Task to complete: Pictures found in the material must be left out, and every line returned as written.

[Opening Input data section]

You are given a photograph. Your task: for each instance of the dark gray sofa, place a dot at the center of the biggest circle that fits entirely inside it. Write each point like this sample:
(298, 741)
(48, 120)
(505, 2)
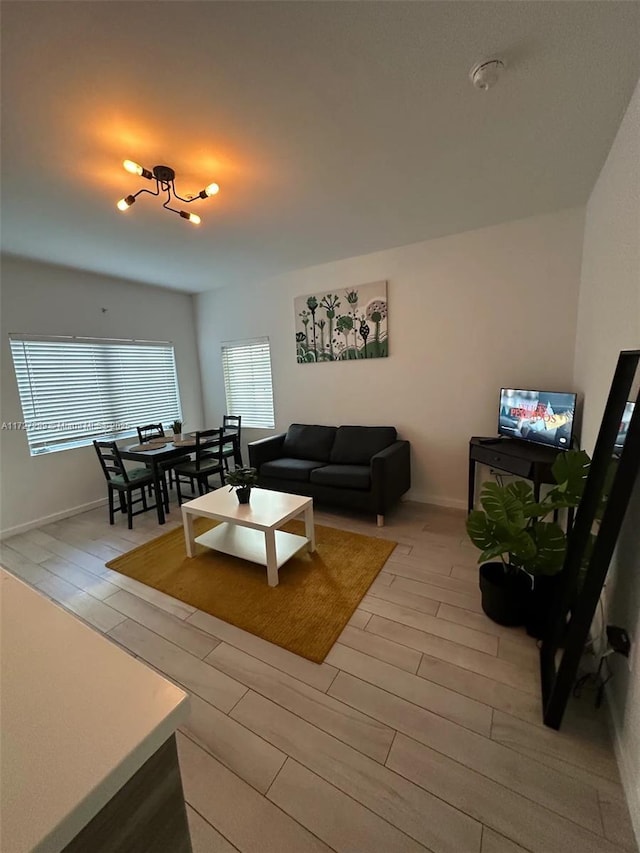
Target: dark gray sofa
(360, 467)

[Closing Input data section]

Expected answer:
You are given a photograph. Your task: for each instance of the dark gray sofa, place a dot at the center of the biggest circle that fits entirely inside it. Write each point like this sample:
(298, 741)
(48, 120)
(505, 2)
Target: dark gray sofa
(360, 467)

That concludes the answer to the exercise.